» SELECTED PASSAGE:
#####
After counting down the Top 5 matches at WTA events in 2017, our year-end review moves to the best Grand Slam matches of the season!

No.3 is the dramatic duel between Simona Halep and Elina Svitolina to advance to the semifinals of an exciting French Open, where all of the final eight players were looking for their first major title...

WHAT HAPPENED: As the French Open reached its climactic stages, many of the players remaining could have been considered slightly surprising potential champions going into the event -- a mix of unproven upstarts trying to make a name for themselves and veterans of the upper echelon who had not been particularly savvy on clay courts.

But one quarterfinal match-up stood apart, featuring players who had been pegged as two of the top favorites to hoist the championship trophy. Simona Halep and Elina Svitolina went into their match knowing that the victor would move into the final weekend as the pick of most pundits to claim her first Grand Slam title.

The duo entered the French Open having won the two largest lead-up events en route: Halep emerged victorious at the Mutua Madrid Open, while Svitolina outlasted Halep in the Internazionali BNL d'Italia final one week later. The emotional heft of these expectations led to one of the most volatile Grand Slam matches in recent memory.

Read the match report: Halep returns to Roland Garros semifinals after epic comeback

At the start of the encounter, Svitolina picked up where she had left off in Rome, racing to a 5-0 lead before Halep knew what hit her. The Ukrainian No.5 seed deftly maneuvered herself around the court, hitting 13 winners in the first set to Halep’s four, and exhibiting the movement and craftiness that had just recently pushed her into the Top 5 of the world rankings.

Halep slowly shook herself out of her fog, and found more of a rhythm on the pinpoint groundstroke game which had kept her inches from the No.1 ranking for the entire season.

Nonetheless, Svitolina appeared unstoppable, scrambling all over the court to maintain her momentum and serve for the match at 5-2 in the second set.

Suddenly, with victory in touching distance, the dominance by the Ukrainian disappeared as quickly as it had started. A flurry of panicked unforced errors gave life to the 3rd-seeded Romanian, and, almost instantly, a seemingly different match commenced.

Halep leveled the match at 5-5, and then had four set points on Svitolina’s serve at 6-5. Svitolina, to her consummate credit, saved them all, pushing the set into a tiebreak, where she held a match point on Halep’s serve at 6-5.

Halep saved it after a rally forehand landed square on the sideline, which led to an easy backhand winner on her next shot.
#####
» GIVEN DATA:
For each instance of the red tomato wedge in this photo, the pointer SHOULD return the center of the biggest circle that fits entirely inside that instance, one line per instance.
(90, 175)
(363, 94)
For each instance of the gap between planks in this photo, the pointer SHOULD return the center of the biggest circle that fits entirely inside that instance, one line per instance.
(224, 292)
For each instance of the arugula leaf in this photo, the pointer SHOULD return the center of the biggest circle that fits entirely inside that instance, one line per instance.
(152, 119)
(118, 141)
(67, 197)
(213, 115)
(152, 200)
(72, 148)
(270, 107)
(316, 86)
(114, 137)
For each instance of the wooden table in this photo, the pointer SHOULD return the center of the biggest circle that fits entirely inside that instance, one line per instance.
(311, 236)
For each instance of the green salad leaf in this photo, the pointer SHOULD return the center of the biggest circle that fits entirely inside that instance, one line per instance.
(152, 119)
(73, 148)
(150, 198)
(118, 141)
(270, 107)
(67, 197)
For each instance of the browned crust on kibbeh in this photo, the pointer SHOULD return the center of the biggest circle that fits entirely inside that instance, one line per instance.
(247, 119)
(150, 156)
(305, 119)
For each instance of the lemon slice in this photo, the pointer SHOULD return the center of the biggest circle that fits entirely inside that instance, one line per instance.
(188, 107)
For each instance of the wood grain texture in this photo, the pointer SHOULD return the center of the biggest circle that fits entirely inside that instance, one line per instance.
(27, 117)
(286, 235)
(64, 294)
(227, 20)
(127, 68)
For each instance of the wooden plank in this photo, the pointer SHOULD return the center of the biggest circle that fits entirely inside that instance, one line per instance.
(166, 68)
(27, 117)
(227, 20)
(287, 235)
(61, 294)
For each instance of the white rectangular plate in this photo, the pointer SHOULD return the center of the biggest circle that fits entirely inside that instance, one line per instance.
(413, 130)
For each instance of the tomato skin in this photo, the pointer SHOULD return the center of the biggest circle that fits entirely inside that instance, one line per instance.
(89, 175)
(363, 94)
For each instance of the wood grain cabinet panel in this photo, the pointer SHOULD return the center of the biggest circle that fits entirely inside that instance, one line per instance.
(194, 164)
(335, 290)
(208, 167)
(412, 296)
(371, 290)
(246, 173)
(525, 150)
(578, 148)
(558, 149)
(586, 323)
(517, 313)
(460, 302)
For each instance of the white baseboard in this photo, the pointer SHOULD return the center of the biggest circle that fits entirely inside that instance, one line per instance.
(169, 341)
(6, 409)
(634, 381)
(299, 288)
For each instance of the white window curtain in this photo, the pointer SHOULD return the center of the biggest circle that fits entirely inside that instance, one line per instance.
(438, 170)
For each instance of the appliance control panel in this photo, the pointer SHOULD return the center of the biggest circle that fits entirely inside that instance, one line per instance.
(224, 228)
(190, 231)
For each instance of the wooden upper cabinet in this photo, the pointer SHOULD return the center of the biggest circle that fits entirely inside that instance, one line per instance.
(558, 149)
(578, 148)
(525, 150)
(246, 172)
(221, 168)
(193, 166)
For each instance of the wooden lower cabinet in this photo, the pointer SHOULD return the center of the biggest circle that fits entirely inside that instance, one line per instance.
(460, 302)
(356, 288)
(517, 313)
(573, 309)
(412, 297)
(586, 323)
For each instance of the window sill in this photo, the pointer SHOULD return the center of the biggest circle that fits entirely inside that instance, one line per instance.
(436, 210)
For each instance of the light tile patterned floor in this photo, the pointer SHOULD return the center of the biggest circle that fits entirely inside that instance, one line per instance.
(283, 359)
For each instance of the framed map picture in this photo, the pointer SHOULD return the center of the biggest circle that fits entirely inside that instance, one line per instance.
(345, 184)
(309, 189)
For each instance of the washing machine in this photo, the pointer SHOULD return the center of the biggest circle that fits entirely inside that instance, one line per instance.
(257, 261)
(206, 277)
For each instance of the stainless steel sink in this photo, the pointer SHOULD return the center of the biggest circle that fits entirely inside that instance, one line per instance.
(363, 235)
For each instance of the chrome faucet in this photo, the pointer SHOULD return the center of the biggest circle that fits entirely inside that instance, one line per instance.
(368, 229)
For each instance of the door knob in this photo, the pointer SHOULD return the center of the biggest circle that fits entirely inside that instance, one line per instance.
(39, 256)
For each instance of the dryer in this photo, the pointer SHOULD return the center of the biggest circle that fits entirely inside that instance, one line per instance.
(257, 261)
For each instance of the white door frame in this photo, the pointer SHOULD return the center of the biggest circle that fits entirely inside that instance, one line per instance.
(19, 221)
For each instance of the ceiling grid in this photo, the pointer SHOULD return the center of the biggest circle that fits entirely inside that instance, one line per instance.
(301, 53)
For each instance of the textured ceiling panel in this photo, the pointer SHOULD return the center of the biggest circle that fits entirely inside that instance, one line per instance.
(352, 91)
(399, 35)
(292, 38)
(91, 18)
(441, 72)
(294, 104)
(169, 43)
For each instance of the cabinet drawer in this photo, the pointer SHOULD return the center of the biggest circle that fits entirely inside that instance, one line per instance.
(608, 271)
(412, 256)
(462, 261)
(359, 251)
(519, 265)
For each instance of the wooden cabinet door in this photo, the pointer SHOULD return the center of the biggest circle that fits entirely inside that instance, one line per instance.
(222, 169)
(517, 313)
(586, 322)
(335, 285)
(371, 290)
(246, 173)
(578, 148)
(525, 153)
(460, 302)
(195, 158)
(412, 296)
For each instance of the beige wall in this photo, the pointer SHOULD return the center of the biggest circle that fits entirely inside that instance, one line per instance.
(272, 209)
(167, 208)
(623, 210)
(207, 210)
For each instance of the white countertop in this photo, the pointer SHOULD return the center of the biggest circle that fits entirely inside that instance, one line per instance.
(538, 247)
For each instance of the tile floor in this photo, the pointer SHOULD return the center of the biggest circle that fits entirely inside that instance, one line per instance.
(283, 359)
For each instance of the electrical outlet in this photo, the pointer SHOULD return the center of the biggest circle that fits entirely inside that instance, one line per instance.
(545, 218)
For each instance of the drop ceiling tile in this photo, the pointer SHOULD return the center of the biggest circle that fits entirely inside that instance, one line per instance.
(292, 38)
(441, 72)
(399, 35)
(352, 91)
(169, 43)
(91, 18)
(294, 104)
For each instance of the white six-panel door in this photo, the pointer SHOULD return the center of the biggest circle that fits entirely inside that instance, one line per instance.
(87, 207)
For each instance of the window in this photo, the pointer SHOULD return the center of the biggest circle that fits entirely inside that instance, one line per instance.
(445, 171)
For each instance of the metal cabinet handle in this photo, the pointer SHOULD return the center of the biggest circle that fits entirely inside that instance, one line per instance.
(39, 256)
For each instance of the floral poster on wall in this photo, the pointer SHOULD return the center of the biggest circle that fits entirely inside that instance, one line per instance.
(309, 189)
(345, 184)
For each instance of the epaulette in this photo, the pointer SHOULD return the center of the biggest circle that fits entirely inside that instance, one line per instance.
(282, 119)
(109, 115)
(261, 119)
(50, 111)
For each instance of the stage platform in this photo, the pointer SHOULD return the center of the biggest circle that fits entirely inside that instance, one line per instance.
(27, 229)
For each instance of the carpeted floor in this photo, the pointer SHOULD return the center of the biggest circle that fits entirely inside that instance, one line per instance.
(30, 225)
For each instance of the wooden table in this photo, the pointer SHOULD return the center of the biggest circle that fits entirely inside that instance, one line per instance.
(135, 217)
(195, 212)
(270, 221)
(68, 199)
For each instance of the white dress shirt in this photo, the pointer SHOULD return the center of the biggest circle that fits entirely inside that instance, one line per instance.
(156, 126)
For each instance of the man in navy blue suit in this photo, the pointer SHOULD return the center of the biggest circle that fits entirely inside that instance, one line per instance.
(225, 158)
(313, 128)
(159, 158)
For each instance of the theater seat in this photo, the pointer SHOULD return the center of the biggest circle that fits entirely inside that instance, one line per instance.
#####
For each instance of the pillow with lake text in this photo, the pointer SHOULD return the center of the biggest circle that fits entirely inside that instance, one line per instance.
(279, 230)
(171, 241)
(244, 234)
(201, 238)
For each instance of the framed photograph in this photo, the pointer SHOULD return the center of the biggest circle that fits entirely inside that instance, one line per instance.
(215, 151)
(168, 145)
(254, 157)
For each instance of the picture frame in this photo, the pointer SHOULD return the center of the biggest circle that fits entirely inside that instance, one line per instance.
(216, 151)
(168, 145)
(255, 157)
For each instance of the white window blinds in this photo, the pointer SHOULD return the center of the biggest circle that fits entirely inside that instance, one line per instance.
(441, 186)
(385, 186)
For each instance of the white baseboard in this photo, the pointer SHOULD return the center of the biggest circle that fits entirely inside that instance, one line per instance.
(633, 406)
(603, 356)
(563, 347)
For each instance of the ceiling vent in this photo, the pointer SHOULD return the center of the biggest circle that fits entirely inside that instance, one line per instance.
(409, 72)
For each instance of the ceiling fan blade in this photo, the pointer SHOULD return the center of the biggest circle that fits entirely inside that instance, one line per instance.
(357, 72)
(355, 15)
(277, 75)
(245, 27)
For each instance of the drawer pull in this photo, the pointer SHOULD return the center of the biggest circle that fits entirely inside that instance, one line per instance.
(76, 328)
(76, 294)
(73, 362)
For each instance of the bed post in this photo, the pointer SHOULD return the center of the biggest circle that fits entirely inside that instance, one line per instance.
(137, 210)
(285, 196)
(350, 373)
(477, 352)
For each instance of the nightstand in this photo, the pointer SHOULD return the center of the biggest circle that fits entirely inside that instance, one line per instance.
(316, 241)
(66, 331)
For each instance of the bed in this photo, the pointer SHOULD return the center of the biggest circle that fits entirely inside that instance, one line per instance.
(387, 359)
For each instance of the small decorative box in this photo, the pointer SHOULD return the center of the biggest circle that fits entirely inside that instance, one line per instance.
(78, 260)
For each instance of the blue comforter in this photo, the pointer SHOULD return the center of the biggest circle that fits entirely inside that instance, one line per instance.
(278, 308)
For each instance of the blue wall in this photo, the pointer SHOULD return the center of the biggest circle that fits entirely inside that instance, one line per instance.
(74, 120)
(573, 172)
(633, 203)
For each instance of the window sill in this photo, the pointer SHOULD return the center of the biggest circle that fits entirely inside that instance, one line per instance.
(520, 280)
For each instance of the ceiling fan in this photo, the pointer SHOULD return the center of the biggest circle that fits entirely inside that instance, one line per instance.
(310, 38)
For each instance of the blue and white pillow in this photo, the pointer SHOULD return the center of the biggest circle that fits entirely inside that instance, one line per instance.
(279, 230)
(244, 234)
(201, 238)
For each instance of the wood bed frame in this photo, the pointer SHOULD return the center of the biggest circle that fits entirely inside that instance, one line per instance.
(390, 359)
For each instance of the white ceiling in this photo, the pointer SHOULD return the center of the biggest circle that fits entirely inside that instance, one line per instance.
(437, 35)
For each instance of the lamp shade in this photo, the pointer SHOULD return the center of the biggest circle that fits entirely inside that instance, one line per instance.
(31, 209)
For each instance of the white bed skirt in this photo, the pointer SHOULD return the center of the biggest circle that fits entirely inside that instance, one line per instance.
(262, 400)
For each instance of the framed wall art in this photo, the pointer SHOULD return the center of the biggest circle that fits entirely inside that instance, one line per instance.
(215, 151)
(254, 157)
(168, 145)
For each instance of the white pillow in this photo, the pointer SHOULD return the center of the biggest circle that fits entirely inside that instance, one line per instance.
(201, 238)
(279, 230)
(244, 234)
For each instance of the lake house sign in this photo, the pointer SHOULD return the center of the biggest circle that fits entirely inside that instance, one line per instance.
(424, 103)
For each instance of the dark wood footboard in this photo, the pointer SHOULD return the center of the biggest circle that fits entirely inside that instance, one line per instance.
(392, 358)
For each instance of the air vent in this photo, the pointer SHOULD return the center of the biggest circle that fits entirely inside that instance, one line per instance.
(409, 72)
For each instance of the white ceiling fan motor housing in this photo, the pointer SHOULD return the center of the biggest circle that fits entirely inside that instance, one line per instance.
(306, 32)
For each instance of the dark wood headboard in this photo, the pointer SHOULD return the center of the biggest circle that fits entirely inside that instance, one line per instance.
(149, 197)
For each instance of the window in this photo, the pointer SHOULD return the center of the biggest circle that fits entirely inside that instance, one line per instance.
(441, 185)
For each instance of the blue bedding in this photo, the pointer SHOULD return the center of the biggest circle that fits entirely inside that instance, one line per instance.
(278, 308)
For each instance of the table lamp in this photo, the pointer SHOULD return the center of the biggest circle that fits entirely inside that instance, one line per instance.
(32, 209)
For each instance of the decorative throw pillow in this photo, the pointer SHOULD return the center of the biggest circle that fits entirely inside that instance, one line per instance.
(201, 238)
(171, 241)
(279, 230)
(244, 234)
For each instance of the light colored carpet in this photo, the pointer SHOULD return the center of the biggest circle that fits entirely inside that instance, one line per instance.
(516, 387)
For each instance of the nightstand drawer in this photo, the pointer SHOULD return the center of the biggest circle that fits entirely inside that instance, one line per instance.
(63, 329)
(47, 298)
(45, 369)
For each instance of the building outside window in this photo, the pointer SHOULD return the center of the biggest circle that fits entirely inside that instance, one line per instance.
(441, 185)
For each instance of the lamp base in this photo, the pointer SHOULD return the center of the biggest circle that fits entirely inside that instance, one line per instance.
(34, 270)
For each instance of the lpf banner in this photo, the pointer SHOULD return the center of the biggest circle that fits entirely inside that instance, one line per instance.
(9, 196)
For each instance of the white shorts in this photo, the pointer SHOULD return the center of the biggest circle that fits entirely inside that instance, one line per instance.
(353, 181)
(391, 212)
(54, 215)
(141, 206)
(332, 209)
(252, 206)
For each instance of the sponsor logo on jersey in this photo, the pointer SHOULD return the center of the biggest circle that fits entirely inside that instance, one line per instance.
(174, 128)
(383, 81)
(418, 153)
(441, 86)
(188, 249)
#####
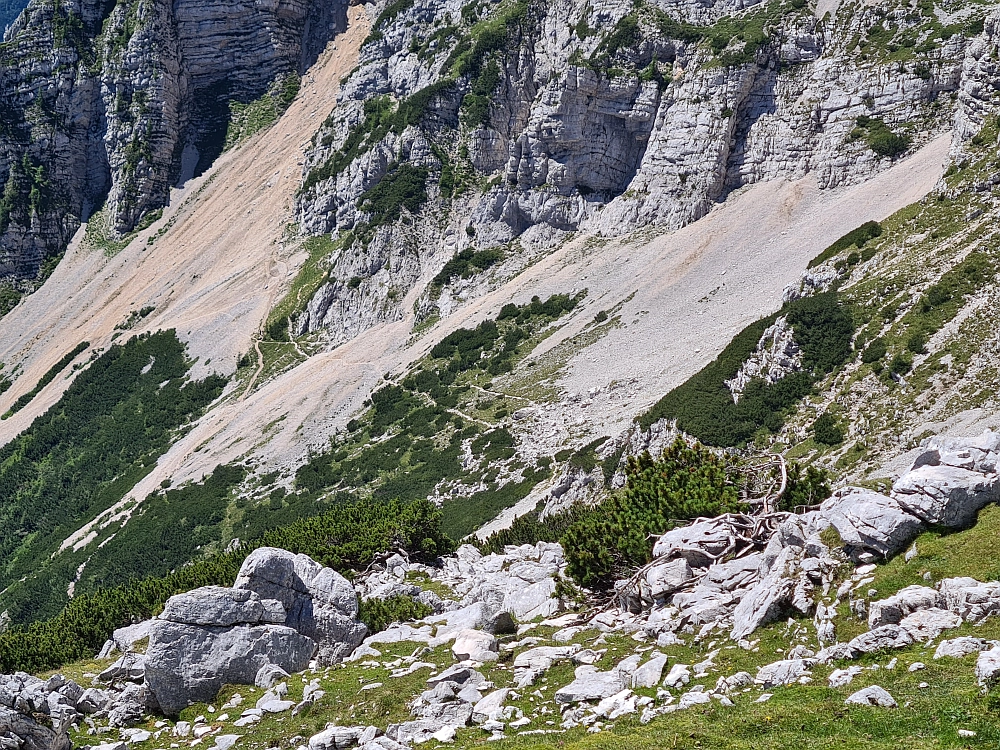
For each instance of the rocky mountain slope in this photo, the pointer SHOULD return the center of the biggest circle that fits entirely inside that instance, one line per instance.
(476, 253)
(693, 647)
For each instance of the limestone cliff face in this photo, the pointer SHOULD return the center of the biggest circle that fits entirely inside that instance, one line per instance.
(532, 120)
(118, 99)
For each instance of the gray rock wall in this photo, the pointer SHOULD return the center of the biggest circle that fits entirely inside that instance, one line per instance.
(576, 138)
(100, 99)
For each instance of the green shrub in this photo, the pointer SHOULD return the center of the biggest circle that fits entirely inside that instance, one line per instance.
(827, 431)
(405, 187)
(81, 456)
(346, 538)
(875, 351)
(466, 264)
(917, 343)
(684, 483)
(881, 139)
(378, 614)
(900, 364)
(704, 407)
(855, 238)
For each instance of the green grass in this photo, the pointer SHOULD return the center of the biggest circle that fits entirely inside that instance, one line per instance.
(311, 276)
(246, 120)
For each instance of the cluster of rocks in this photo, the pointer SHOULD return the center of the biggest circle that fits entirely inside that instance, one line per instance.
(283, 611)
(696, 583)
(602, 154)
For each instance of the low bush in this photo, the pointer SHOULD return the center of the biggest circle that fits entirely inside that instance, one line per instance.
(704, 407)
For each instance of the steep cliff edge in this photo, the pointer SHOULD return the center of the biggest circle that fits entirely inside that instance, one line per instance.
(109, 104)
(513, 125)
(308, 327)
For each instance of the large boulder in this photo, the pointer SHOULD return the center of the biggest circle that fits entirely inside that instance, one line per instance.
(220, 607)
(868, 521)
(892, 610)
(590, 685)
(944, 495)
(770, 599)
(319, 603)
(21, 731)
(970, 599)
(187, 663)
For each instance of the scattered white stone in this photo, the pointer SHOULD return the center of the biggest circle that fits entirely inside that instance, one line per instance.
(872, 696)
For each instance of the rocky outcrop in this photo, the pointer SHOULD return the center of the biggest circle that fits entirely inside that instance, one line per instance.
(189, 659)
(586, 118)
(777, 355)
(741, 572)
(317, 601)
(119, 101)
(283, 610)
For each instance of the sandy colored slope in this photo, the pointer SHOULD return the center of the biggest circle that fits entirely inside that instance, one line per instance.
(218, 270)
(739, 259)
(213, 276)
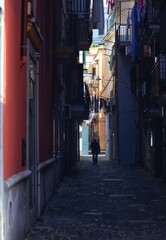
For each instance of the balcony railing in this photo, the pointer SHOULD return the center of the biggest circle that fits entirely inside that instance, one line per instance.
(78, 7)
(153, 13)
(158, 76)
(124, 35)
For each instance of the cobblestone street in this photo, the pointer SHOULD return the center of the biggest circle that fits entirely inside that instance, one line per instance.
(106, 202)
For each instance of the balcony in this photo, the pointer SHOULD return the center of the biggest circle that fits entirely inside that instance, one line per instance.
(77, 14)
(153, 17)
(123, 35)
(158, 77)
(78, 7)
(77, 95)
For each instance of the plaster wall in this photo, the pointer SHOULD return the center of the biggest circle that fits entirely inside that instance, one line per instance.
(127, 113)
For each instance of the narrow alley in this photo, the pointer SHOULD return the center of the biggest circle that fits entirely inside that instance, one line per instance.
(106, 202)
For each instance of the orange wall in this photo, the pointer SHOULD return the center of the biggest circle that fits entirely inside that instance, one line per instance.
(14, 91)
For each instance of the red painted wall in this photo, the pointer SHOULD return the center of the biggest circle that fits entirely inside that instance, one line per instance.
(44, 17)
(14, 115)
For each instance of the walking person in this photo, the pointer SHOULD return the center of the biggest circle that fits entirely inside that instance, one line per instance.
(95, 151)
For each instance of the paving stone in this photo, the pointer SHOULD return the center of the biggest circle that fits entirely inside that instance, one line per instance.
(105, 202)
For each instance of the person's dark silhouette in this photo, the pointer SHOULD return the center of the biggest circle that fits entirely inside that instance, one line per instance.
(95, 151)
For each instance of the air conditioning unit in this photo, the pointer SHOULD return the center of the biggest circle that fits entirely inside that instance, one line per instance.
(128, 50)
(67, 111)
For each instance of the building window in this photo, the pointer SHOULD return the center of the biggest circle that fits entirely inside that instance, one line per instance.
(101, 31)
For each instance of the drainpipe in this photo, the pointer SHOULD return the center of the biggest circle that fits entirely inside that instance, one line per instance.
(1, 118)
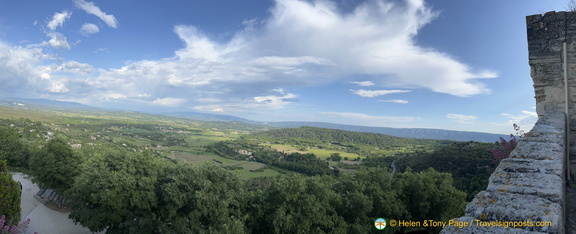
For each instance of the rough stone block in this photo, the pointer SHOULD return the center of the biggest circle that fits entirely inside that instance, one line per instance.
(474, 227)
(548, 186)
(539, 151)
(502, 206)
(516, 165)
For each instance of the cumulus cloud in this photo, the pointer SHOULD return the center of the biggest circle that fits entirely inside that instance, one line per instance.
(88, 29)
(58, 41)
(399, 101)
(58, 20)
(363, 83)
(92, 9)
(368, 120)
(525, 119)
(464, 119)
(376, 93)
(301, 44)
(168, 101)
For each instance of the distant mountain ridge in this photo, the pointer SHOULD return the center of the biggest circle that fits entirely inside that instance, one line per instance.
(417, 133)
#####
» GIVEN PROBLEM 1:
Decide whether each statement below agrees with the French Open quarterfinal review. Answer yes or no for each, and quote the words from the review that settle it.
(a) Svitolina led 5-0 in the first set.
(b) Halep won the Internazionali BNL d'Italia final.
(c) Halep converted one of her four set points at 6-5 in the second set.
» GIVEN PROBLEM 2: Carry on the French Open quarterfinal review between Halep and Svitolina, starting after its last sentence.

» EXERCISE RESPONSE 1:
(a) Yes: "racing to a 5-0 lead before Halep knew what hit her."
(b) No: "Svitolina outlasted Halep in the Internazionali BNL d'Italia final one week later."
(c) No: "Svitolina, to her consummate credit, saved them all, pushing the set into a tiebreak"

» EXERCISE RESPONSE 2:
Two points later, Halep hit a forehand which clipped the netcord. The gesticulating Romanian appeared to be disheartened for a nanosecond after the shot, but the ball lazily dribbled over the net, and Svitolina could only watch in amazement as Halep stole the second set from under her nose on the Romanian’s fifth set point.

After a solid stretch of staying afloat while her lead dissipated, Svitolina finally succumbed to the weight of the occasion and the sheer arbitrariness of the second set’s ending.

Her service verve disappeared in the third set, as she won only 40 percent of points on her first ball. Svitolina hit 10 unforced errors in the final set, while Halep, tightening her game, only had one, along with eight winners. 

Halep hit an ace to close out the match, 3-6, 7-6(6), 6-0, and the Romanian completed a stirring comeback, which initially seemed to give her a high level of confidence as she progressed to her final two matches.

Read more: Top 5 Grand Slam 2017 Matches
(No.5): Konta vs. Vekic - Wimbledon
(No.4): Vandeweghe vs. Bouchard - Australian Open 

WHAT THEY SAID: Halep credited Svitolina’s outstanding start while acknowledging that she herself had not been playing up to par. “I feel that she played unbelievable tennis [in the] first set until the end of the second set,” the 2014 Roland Garros runner-up concluded. “She played well, but also I played a little bit short, I think. My ball was not going as long as I wanted, but she was dominating the match.”

The No.3 seed had felt completely downtrodden by that point. “I just sat down at 5-2. I said that the match is lost. So I did nothing to change something, to change the rhythm, that's it. It's over.” But the resignation within those thoughts ironically gave Halep a measure of freedom, which she used to spur on one of the most unlikely comebacks of the year. 

“I started to feel more relaxed maybe because I thought it's finished, and I change the rhythm,” said Halep. “I put some high balls. I just tried to make her move more, to open the court, and it came. I don't know how, but it was really good.”

As for Svitolina, the then-22-year-old could have left Paris shellshocked when the match fell in her opponent’s favor after such a large lead went begging.

“I started maybe going for too much sometimes and then she was back into the game,” explained the Ukrainian. “A little bit of nerves, of course, played the trick.”

Nevertheless, Svitolina, bolstered by her gradual rise into the elite, was still confident about the direction her year was headed in, despite the loss.

“I don't really need to talk about this match as, like, a bad experience or something,” said the fifth seed. 

“I think it's good. Okay, I am sad today, but tomorrow is gonna be another day, you know, and life continues.”

After crediting her opponent’s mental reserve and her own strong play throughout the season, she smiled. “I think I cannot be sad tomorrow.”

Regardless of their perspectives regarding the turnaround, Halep will always remember one point in particular.

“The set ball with the net[cord], I was finally lucky in this match,” she exclaimed about the point that put her on even footing for the first time in the battle, and led to her slide to the finish line.

WHAT IT MEANS: Svitolina’s relatively upbeat demeanor after a surely disappointing loss was not a front. After winning four titles prior to the French Open, she tacked on another title at the Rogers Cup presented by National Bank in Toronto, finishing the year with five singles titles (including three Premier 5 events), more than any other player on the WTA in 2017.

Svitolina peaked at No.3 before finishing the year at No.6, her first Top 10 finish, and qualifying for her first BNP Paribas WTA Finals Singapore presented by SC Global along the way.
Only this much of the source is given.